I have used sub micron syringe filters for cleaning up propylene glycol based 'juice' prior to vaping, following a suggestion from Mintylove or one of his contributors/collaborators. He has various videos on YouTube as well as a discord channel.

They use it to clean up juice made with extracts which are contaminated with gooey waxy stuff which eventually contaminate the cotton wick and form a black oily layer in the rta which sits on top of the pg. These contaminants are trapped by and eventually block the filter. I have been meaning to break open and remove the residue for testing but haven't got round to it.

Do your filters ever get blocked up or do they function for long periods without issues? I suppose if you're able to recirculate through them they must not?

Interesting, electronic pipette guns have a large syringe filter above the pipette. Maybe it's to stop water being sucked up? It doesn't stop you sucking up NPS if you're careless!

It is very stimulating to think about other ways they might be used during extractions or cleaning. For example, it has frustrated me not bring able to get the last of the nps off the base, so being able to exclude the base with a filter would be great. The idea of having a sort of continuous recirculating system rather than doing batches of AB and freezing to precipitate is tantalising.

I'm sorry I can't answer your questions on degassing and pressure precipitation. They are intriguing too.
 
Do your filters ever get blocked up or do they function for long periods without issues? I suppose if you're able to recirculate through them they must not?

## PROVIDED MATERIAL:
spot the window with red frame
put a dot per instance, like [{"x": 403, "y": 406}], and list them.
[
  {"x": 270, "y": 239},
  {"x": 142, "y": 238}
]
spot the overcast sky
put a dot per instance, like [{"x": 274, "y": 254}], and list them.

## TASK BRIEF:
Rewrite the syringe filter post starting at "They use it" and ending at "if you're careless!", putting "sticky residue" in place of "gooey waxy stuff". Rely only on the syringe filter post, not on the records.

## FINISHED EXERCISE:
They use it to clean up juice made with extracts which are contaminated with sticky residue which eventually contaminate the cotton wick and form a black oily layer in the rta which sits on top of the pg. These contaminants are trapped by and eventually block the filter. I have been meaning to break open and remove the residue for testing but haven't got round to it.

Do your filters ever get blocked up or do they function for long periods without issues? I suppose if you're able to recirculate through them they must not?

Interesting, electronic pipette guns have a large syringe filter above the pipette. Maybe it's to stop water being sucked up? It doesn't stop you sucking up NPS if you're careless!